- _Records provided_:
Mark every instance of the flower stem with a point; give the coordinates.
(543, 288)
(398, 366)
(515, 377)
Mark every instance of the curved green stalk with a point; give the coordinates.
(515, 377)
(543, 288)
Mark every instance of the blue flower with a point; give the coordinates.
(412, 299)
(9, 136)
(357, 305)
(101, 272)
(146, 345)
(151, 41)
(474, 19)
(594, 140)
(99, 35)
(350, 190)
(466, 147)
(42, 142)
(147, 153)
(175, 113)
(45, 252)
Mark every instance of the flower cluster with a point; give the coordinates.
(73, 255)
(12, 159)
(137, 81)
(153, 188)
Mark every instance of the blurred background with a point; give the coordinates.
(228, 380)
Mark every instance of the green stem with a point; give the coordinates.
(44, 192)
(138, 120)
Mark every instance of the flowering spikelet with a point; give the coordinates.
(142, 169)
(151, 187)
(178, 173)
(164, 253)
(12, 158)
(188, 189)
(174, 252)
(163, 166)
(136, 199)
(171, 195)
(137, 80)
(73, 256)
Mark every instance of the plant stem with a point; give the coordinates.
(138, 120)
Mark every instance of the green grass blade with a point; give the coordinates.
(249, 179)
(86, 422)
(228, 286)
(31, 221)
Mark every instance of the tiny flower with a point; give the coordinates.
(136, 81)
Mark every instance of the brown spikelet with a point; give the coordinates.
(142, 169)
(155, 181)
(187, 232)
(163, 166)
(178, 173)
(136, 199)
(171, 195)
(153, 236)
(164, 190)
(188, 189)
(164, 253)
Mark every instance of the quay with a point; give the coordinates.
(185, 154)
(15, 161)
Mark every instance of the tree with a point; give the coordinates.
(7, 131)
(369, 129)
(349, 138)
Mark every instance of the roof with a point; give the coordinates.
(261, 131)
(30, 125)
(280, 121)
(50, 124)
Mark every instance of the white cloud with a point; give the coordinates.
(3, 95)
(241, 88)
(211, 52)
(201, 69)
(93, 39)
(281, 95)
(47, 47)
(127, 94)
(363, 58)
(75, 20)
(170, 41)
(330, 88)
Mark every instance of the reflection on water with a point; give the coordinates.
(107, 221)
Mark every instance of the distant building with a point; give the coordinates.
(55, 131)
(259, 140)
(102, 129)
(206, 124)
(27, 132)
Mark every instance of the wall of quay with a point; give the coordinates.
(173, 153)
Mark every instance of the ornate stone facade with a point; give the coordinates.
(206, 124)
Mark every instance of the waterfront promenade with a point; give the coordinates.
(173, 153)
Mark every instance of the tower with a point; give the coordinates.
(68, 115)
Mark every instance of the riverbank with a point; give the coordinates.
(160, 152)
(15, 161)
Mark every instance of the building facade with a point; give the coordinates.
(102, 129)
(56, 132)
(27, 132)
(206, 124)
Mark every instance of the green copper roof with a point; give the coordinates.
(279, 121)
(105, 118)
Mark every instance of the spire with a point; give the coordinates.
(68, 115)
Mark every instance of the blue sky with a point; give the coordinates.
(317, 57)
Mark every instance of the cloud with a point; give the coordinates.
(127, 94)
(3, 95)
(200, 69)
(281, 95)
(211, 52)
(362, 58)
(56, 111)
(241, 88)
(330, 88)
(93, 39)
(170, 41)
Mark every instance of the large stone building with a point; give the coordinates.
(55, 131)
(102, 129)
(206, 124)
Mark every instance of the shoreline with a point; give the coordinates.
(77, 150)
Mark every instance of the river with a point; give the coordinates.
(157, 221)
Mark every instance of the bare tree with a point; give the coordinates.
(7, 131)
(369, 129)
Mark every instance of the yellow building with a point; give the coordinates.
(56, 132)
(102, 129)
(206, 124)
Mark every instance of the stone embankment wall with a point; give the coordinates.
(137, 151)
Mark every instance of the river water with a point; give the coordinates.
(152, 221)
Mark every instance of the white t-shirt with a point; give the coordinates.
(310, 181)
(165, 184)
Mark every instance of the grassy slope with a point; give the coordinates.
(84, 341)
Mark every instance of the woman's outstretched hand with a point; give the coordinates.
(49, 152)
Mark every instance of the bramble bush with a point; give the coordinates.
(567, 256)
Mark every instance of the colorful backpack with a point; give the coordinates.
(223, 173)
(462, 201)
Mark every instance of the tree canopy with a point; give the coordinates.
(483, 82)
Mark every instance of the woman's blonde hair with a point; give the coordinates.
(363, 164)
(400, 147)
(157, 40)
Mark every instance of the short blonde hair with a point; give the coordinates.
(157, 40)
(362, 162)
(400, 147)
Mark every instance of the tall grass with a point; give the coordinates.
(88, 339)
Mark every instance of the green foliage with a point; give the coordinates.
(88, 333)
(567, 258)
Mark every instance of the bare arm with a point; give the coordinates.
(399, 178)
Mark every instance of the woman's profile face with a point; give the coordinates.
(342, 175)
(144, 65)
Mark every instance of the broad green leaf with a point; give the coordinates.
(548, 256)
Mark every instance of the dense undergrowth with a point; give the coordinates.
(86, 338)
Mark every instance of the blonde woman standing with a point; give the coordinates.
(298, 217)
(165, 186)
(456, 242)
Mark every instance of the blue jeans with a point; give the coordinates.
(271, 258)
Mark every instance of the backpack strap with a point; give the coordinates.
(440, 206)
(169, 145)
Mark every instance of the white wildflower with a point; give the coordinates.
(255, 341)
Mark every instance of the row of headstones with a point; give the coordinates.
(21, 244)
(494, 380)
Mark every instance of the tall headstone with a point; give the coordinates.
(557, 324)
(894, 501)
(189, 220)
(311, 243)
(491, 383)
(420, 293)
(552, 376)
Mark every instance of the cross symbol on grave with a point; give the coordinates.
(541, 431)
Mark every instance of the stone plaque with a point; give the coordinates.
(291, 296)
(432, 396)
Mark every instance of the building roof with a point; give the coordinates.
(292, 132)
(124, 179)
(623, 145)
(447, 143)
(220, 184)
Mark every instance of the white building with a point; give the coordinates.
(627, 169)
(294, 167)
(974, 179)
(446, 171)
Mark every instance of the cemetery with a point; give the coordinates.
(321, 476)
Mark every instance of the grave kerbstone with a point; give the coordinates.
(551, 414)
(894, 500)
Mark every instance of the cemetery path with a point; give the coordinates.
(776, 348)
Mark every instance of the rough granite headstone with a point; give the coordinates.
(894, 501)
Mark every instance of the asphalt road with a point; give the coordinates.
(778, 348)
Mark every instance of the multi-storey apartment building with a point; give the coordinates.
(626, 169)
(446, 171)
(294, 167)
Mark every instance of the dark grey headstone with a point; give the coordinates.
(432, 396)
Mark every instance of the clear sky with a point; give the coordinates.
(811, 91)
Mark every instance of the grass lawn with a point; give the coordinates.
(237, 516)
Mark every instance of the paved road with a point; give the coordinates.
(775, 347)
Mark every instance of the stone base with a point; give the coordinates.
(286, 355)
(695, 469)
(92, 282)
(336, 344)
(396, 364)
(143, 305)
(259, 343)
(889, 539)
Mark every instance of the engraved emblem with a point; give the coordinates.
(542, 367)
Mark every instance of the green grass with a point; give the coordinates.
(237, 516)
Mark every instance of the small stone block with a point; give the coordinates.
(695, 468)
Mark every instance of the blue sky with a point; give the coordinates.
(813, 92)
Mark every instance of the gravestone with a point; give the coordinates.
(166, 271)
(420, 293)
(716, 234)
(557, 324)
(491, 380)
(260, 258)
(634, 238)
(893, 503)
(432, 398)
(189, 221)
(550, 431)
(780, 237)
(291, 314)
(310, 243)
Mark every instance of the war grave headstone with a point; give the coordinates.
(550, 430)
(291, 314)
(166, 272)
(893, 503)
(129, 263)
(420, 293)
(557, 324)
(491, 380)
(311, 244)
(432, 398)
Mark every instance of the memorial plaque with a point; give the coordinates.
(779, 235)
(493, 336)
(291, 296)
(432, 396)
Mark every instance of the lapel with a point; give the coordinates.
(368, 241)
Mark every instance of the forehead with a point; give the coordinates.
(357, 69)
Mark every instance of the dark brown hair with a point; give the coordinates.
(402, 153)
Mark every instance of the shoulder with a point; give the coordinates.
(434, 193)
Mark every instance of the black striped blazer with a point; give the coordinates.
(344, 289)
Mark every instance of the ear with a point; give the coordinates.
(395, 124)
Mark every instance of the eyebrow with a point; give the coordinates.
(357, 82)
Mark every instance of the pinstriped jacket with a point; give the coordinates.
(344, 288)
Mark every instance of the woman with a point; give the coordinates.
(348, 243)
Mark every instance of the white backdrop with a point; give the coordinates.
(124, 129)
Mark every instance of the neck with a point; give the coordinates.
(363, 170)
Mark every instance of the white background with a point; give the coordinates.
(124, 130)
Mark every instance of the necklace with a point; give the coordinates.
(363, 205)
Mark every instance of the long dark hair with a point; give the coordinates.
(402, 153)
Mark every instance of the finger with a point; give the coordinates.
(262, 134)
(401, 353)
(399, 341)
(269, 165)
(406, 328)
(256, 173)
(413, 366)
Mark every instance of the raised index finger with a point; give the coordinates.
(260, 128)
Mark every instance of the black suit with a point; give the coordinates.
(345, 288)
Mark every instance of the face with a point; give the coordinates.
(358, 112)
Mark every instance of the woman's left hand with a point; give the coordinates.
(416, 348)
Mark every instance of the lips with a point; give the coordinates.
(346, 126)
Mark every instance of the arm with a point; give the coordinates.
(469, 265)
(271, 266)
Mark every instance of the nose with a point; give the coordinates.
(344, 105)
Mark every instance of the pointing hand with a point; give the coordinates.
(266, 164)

- _What is needed_:
Rewrite the rows starting at the line containing "Mark every instance of the woman with" and ending at the last row, swapping "black suit" for "dark suit" and leaving everything else unchanged.

- _Response to this exercise_:
Mark every instance of the woman with a point; give the coordinates.
(348, 243)
Mark every instance of the white backdrop with a point; give the coordinates.
(124, 129)
Mark every instance of the neck with a point; give the coordinates.
(363, 170)
Mark every instance of the white background with a point; give the coordinates.
(124, 130)
Mark every instance of the necklace with a point; give the coordinates.
(363, 205)
Mark every instance of the long dark hair with a point; give the coordinates.
(402, 153)
Mark every instance of the finger with a point; give the coordinates.
(262, 134)
(401, 353)
(399, 341)
(269, 165)
(406, 328)
(256, 173)
(413, 366)
Mark every instance of the raised index finger with a point; give the coordinates.
(260, 128)
Mark every instance of the dark suit with a point; give the coordinates.
(345, 288)
Mark every instance of the face with a point; give the coordinates.
(358, 112)
Mark every instance of the woman's left hand with a point; give the coordinates.
(416, 348)
Mark every instance of the lips with a point; give the coordinates.
(346, 126)
Mark every instance of the arm with a point; give the coordinates.
(469, 265)
(271, 266)
Mark every instance of the nose with a point; give the coordinates.
(344, 105)
Mark every instance of the pointing hand with a point; give the coordinates.
(266, 164)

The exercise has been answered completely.